── GIVEN ENTRIES

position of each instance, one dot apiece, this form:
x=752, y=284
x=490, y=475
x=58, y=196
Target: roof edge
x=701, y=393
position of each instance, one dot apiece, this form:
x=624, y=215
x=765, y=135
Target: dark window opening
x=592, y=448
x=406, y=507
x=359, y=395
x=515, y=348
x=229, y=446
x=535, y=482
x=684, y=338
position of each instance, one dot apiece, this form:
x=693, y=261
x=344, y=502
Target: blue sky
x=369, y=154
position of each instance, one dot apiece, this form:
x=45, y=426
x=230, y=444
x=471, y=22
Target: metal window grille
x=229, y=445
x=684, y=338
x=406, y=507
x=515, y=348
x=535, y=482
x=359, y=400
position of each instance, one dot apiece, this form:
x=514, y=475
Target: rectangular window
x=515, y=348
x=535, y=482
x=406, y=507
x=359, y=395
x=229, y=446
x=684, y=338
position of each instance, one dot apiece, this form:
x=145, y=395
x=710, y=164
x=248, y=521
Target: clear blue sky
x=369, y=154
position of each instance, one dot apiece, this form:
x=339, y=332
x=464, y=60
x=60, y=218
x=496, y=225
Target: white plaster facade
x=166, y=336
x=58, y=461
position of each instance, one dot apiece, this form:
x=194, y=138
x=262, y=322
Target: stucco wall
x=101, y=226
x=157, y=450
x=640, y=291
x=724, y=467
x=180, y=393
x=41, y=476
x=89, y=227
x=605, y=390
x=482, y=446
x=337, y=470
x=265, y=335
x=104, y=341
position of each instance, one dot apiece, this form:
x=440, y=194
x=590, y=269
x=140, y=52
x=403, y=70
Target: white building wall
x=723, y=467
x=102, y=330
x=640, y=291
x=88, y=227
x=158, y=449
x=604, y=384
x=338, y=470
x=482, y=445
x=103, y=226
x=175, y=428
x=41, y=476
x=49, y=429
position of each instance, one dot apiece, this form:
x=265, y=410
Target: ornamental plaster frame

────

» **PROBLEM DETAILS**
Copy all data exactly, start to finish.

» **EXERCISE SOLUTION**
position of each instance, one dot apiece, this form:
x=752, y=284
x=490, y=475
x=58, y=196
Target: roof edge
x=701, y=393
position of each instance, one dot apiece, this form:
x=624, y=215
x=765, y=135
Target: dark window opening
x=592, y=448
x=406, y=507
x=359, y=395
x=515, y=348
x=229, y=446
x=535, y=482
x=684, y=338
position of each instance, one dot apiece, this form:
x=693, y=261
x=344, y=502
Target: blue sky
x=369, y=154
position of each instance, one dot apiece, this form:
x=45, y=426
x=230, y=444
x=471, y=22
Target: metal window grille
x=229, y=445
x=684, y=338
x=406, y=507
x=515, y=348
x=535, y=482
x=359, y=400
position of each instance, one dot apiece, this form:
x=514, y=475
Target: rectangular window
x=515, y=348
x=535, y=482
x=406, y=507
x=359, y=395
x=229, y=446
x=684, y=338
position of each instance, one dot apiece, this form:
x=145, y=395
x=710, y=164
x=248, y=521
Target: clear blue sky
x=369, y=154
position of each instance, one dot apiece, this form:
x=339, y=332
x=464, y=60
x=60, y=218
x=496, y=225
Target: white plaster facade
x=166, y=336
x=58, y=461
position of each instance, one dot apiece, this form:
x=194, y=138
x=262, y=322
Target: stucco wall
x=101, y=226
x=157, y=450
x=640, y=291
x=724, y=467
x=180, y=393
x=41, y=476
x=89, y=227
x=605, y=390
x=482, y=446
x=337, y=470
x=265, y=335
x=104, y=341
position of each instance, one dot apiece, this form:
x=440, y=194
x=590, y=269
x=140, y=52
x=403, y=70
Target: white building wall
x=723, y=467
x=102, y=330
x=640, y=291
x=88, y=227
x=158, y=449
x=604, y=384
x=338, y=470
x=482, y=445
x=103, y=226
x=175, y=428
x=41, y=476
x=49, y=429
position of each instance, one dot apiece, this form:
x=265, y=410
Target: ornamental plaster frame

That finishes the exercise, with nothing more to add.